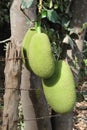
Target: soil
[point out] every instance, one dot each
(80, 110)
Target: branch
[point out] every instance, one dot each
(6, 40)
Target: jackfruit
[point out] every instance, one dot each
(25, 46)
(59, 89)
(40, 56)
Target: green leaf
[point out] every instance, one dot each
(26, 4)
(53, 16)
(84, 26)
(71, 42)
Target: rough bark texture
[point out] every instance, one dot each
(12, 82)
(78, 7)
(40, 104)
(27, 105)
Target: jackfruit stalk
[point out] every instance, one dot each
(25, 46)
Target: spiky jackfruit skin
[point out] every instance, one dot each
(59, 89)
(25, 46)
(40, 56)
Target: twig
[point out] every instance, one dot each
(6, 40)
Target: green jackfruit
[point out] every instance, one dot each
(25, 46)
(59, 89)
(40, 56)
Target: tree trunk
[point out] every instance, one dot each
(13, 67)
(78, 7)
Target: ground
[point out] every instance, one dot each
(80, 110)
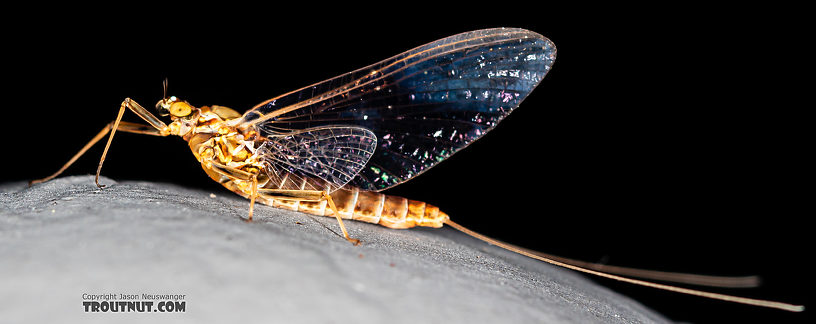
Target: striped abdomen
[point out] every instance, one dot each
(370, 207)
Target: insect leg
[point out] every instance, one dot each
(123, 126)
(253, 195)
(141, 112)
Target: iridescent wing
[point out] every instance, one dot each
(301, 159)
(423, 105)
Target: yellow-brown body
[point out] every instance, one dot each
(222, 149)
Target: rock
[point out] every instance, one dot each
(65, 238)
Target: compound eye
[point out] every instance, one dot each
(180, 109)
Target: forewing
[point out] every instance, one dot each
(424, 104)
(320, 158)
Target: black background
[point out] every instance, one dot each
(665, 138)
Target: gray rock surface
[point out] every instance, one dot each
(65, 238)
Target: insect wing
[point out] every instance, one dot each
(333, 154)
(424, 104)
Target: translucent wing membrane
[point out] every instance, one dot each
(334, 154)
(423, 105)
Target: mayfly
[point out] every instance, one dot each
(330, 148)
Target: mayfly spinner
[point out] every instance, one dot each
(330, 148)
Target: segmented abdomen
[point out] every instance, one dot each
(370, 207)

····················

Rewrite everything from the line containing "Target: translucent wing membrane" down to the end of the items, putting "banded" in place of "segmented" and leaving all else as it stands.

* The solution *
Target: translucent wing membrane
[point out] every instance, one dot each
(334, 154)
(423, 105)
Target: mayfly
[point out] every instance, one dot each
(330, 148)
Target: mayfly spinner
[point out] every instance, one dot each
(330, 148)
Target: banded abdomen
[point out] every instance, one dot each
(370, 207)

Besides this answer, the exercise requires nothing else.